begin EXTRACTED MATERIAL

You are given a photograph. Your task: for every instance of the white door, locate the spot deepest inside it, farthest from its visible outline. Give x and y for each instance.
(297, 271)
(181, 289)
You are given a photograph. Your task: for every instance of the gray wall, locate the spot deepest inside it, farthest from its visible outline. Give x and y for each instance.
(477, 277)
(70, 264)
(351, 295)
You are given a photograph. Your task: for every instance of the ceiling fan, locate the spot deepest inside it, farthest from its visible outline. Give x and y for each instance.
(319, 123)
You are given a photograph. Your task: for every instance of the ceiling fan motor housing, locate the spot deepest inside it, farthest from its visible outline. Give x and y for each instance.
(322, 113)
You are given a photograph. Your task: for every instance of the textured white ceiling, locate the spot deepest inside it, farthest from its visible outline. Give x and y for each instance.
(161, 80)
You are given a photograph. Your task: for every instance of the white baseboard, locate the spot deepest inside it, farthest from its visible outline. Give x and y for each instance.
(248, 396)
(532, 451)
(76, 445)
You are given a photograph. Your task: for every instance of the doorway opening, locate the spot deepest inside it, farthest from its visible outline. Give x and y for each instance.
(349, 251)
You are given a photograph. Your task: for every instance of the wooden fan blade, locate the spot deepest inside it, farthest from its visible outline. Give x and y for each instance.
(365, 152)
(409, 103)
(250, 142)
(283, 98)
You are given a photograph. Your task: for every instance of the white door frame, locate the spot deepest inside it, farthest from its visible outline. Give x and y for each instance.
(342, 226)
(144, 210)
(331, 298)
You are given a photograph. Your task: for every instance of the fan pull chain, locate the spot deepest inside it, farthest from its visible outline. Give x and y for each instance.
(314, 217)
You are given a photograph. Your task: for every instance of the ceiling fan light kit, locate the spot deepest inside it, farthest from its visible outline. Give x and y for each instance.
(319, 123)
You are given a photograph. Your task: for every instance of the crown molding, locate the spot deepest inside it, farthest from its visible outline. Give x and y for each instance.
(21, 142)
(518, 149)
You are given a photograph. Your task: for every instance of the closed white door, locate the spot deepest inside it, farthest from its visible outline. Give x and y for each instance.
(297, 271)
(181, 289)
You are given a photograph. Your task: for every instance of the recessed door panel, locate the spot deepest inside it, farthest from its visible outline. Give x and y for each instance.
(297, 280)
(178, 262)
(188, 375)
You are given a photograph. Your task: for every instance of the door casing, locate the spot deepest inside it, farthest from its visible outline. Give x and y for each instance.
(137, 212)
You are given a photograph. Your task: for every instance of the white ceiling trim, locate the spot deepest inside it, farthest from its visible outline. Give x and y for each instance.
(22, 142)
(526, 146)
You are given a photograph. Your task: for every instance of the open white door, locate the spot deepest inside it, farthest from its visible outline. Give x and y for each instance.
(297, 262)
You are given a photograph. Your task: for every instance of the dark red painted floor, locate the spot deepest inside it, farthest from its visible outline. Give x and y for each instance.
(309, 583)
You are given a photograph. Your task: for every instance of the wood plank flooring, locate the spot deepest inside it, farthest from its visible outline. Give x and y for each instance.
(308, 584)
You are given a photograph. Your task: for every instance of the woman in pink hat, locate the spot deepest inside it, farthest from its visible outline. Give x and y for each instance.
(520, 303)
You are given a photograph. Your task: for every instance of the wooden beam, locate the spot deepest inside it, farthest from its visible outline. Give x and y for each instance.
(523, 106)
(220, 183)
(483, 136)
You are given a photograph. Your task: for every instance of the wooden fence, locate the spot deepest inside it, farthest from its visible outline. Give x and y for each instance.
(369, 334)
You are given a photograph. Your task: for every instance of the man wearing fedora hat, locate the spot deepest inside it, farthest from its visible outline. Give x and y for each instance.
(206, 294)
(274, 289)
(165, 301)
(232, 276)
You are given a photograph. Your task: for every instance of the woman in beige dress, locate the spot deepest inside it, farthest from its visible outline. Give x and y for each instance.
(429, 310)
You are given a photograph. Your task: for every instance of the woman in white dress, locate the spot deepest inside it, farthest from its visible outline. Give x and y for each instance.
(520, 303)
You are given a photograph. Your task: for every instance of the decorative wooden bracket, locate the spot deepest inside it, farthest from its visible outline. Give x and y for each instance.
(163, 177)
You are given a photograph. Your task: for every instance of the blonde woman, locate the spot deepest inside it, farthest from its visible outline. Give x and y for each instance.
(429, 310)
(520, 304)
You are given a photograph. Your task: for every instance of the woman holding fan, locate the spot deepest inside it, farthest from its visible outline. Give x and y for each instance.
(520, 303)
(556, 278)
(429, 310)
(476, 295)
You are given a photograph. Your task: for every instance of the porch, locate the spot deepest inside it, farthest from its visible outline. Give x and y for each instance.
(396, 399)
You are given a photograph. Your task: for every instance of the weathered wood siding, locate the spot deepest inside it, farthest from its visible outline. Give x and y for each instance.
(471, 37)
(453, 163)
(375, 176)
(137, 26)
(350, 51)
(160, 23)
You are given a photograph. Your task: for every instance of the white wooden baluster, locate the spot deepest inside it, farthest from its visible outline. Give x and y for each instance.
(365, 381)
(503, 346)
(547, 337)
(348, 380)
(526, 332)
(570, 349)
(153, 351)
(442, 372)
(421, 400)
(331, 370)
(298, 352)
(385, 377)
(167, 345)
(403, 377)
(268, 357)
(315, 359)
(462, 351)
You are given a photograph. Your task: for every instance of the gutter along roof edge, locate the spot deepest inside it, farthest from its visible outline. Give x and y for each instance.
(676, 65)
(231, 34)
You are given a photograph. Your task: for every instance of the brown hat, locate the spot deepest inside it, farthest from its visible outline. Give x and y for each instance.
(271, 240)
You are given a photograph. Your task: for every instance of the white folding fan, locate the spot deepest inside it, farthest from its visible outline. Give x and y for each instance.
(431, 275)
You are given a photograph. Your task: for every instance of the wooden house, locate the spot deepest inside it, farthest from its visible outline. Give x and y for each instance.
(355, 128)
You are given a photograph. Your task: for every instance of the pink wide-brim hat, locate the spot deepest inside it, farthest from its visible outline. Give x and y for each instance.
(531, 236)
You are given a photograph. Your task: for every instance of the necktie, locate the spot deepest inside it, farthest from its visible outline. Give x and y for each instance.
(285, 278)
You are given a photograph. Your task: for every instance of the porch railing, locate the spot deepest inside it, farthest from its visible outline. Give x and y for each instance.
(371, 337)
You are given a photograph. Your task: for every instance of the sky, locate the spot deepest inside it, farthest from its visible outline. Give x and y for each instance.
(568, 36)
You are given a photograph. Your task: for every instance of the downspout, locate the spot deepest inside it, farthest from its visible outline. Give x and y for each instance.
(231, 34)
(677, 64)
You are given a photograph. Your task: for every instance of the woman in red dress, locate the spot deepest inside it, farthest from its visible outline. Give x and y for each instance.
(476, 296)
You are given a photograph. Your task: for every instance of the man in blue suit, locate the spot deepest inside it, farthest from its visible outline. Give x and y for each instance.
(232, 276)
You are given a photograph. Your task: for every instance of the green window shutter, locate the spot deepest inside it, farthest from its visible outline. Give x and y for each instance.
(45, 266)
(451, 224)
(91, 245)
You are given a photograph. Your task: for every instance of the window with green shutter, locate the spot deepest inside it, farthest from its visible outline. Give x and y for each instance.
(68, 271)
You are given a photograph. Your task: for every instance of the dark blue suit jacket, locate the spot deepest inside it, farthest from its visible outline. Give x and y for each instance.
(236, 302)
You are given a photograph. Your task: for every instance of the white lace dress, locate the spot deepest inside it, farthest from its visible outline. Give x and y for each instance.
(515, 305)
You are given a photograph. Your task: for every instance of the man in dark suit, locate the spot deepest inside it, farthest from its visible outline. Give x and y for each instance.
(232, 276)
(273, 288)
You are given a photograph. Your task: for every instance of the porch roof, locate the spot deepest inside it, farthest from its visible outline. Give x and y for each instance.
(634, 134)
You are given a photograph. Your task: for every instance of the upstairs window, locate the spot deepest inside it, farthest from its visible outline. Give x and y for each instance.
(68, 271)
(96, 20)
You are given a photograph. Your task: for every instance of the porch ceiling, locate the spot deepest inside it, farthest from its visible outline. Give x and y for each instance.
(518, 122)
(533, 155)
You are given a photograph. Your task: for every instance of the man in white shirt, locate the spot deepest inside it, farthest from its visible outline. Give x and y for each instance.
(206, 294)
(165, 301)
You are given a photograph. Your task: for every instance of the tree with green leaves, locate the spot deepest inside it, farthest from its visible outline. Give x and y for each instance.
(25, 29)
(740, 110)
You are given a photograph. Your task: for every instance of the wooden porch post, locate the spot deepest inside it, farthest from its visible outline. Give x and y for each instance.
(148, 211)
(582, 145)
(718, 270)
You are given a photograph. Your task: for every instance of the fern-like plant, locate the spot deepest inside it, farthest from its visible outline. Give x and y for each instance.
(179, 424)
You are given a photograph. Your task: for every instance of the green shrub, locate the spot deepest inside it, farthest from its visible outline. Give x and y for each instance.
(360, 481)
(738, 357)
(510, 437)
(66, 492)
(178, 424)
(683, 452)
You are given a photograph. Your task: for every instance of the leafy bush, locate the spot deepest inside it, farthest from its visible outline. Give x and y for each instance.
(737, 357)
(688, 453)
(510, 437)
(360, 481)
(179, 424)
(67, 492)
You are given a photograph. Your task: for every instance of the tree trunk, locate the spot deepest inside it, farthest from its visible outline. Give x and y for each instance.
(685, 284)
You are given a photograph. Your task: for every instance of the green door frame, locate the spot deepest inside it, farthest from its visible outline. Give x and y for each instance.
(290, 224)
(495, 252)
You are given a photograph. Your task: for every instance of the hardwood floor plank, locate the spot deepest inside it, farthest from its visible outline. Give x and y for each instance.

end EXTRACTED MATERIAL

▸ **OBJECTIVE**
Format the records above as a Markdown table with two columns, No. and Text. Begin at the line that contains "tree trunk, locate" and stop at the end of the records. Number each line, and leave out any blank lines.

▸ **RESULT OF THE TASK**
| No. | Text |
|---|---|
| 1 | You are given a photograph. Your task: for every instance of the tree trunk, locate the spot deepest inside it, farthest from its visible outline. Give x and y for each instance. |
| 2 | (685, 284) |
| 3 | You are given a photograph. Your task: for every instance of the green door frame, locate the spot deepest inside it, farthest from its visible outline. Give x and y for each instance. |
| 4 | (290, 224) |
| 5 | (495, 252) |
| 6 | You are given a photograph. Your task: for every instance of the hardwood floor plank, locate the spot deepest inside it, farthest from its visible outline. Give x and y for each instance. |